(Work item)
Pick up the piece about the Apple App Accelerator in Bengaluru after its last sentence and continue it.

(Page excerpt)

★ ★ ★ ★ ★

Apple App Accelerator began operation in Bengaluru, Karnataka, India, in late March 2017. Since then, many amateur app developers have sought the help of the experts there and came up with interesting apps.
The interesting thing about the Apple App Accelerator is that it is open to all; it doesn't matter if you are a fourth grader or retired personnel – if you have the passion and a good app idea, Apple engineers will help you reach the next level.
Apple hosts weekly meets where the experts, called as the Apple Technology Evangelists, will guide developers on the best practices of app designing and also refine their skills to create quality iOS apps that work flawlessly on Apple devices.
In addition to one-on-one expert consultation service, Apple offers them the best of the iOS tools, including AR Kits, and also guides them on resource-rich Swift language, the best coding language to make not just iOS apps, but also for Apple Watch and Apple TV.
The participant developers at the presentation meeting held recently were unanimous in their appreciation for the technical expert consultation and the tools offered at the Apple App Accelerator.
It has to be noted that Apple is offering all these services absolutely free of cost to all app developers. Overwhelmed by the response, the Cupertino-based company is going a step further with plans to start "Business and Marketing" session this summer to help developers monetize their app.
International Business Times India met some of the budding developers whom Apple has taken under its wings at its Bengaluru office.
Raja Vijayaraman, who used to work as visual effects engineer in top blockbuster movies such as Rajinikanth-starer Robot, left the high paying job to pursue his passion to develop apps.
With the help of Apple engineers, Vijayaraman was able to develop a cool iOS calculator app Calzy 3. It has several nifty features including "Memory Area" – where users can store multiple numerical values and reuse it across multiple calculating sessions with a simple drag and drop interaction. Along with calculation history, it has a unique bookmarking feature where users can save any calculation with date and title for future reference.
Another success story of Apple App Accelerator is Ahmedabad-based education app company, Designmate. The company has a history of more than 30 years and employs several differently abled persons. But, its recent app Froggipedia was developed by 8 members, of whom 6 are differently abled.
With the help of Apple experts and AR (Augmented Reality) Kit, they were able to make the feature-rich Froggipedia app. It works seamlessly on iPad and iPhone.

★ ★ ★ ★ ★

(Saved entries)
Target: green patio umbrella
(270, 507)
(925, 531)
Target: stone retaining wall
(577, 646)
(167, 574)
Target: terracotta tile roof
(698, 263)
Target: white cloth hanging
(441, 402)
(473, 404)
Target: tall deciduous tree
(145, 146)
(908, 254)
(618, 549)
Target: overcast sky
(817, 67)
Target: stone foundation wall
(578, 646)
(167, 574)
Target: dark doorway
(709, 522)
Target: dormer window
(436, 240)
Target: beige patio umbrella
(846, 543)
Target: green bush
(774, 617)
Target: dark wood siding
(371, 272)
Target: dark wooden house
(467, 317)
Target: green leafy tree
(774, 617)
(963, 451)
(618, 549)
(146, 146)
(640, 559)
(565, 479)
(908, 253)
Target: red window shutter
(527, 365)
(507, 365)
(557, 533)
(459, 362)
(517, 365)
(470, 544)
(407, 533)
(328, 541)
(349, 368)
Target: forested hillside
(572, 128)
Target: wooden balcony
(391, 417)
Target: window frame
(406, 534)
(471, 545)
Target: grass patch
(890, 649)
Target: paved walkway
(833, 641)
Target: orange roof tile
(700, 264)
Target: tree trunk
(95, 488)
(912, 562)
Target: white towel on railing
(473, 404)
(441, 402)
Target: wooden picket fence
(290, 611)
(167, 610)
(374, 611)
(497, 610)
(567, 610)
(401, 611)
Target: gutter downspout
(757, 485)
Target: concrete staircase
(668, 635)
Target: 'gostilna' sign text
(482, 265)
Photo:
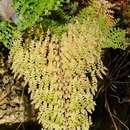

★ ★ ★ ★ ★

(Reply to the exercise)
Froggipedia's interface is very user-friendly, intuitive. With help of Apple Pencil (finger touch also supported), users can do a dissection of a frog with detailed information of body parts. The AR feature of the Froggipedia gives the most realistic form of education with lively interactive features, which makes it easy for children to understand.
Another infotainment app, which was demoed at the App Accelerator was the Science and Learning app developed by Prof. Sudhakar Agarkar and his son Swapnil Agarkar of Sahi Labs.
Prof Agarkar is a former faculty at Homi Bhabha Centre for Science Education (HBCSE), a national center of the Tata Institute of Fundamental Research (TIFR) for science and mathematics education. Both were able to develop the Science and Learning application which features several fun experiments related to physics, chemistry, and biology. But, they needed some help in making the app more interactive.
Thanks to Apple ARKit and expert feedback, they were able to make their app more realistic as possible and I was quite impressed with it, during the demo.
"The most important suggestion given by accelerator was segmentation of long activities. The segmentation of activity enables the learners to switch between different sections as and when they want. With the Apple App Accelerator program's help we are now planning to internationalize the app," Swapnil Agarkar said to IBTimes India.
Budding developer Ashwat Prasanna, a 10-year-old genius from Bengaluru, developed the Quickvert app. It basically converts close to 110 scientific units from metric to imperial and vice versa.
The fourth grader has a good knowledge of coding but needed some help to make the app fully functional. He applied for the one-on-one session with Apple experts at the App Accelerator and within a week, the app was fully equipped.
His mother Prasanna was very appreciative of the patience of the Apple experts in teaching Ashwat the various intricacies of debugging and creating a well-structured app.